*** Opening Supplied entries ***

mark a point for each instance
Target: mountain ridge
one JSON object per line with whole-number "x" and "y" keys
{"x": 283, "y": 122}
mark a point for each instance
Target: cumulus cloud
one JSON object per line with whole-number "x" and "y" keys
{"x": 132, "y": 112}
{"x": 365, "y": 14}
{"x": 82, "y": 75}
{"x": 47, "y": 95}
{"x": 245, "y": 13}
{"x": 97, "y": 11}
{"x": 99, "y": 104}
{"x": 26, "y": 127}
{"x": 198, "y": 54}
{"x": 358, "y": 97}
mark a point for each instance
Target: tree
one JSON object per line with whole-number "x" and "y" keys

*** Closing Supplied entries ***
*** Opening Supplied entries ***

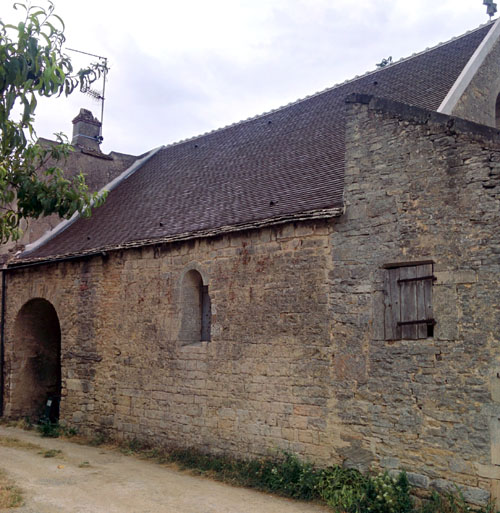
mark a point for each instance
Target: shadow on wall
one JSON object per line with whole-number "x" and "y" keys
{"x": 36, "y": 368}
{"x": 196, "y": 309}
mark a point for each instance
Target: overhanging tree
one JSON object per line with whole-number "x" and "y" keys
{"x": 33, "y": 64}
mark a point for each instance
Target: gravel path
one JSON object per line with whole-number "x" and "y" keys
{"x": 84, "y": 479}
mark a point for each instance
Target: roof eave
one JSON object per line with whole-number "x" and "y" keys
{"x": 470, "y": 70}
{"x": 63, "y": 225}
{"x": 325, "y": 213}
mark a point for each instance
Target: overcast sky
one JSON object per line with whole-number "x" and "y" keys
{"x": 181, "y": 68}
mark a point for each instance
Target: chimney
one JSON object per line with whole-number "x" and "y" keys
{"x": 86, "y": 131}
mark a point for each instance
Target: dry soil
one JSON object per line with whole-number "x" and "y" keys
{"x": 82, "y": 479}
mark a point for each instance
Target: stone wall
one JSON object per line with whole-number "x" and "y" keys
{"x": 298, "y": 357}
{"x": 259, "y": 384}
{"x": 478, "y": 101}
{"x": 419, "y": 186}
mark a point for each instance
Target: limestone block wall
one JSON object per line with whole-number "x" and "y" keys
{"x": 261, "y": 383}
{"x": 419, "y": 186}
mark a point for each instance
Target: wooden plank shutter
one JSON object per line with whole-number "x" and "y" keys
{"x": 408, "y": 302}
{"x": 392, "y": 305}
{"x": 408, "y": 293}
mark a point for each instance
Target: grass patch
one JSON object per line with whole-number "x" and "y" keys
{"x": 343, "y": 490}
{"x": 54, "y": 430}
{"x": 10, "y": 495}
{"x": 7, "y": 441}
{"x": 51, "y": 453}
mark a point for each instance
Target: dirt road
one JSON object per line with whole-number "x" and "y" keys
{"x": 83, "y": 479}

*** Closing Supplied entries ***

Taking the records above, retype every line from the one with "Target: overcast sky" down to the one with "Target: dry soil", exactly and with nothing else.

Target: overcast sky
one JSON object per line with whole-number "x" and "y" keys
{"x": 181, "y": 68}
mark a point for each instance
Target: chimney
one JSON object per line with whole-number "x" and "y" keys
{"x": 86, "y": 131}
mark a point for each instance
Target: dry soil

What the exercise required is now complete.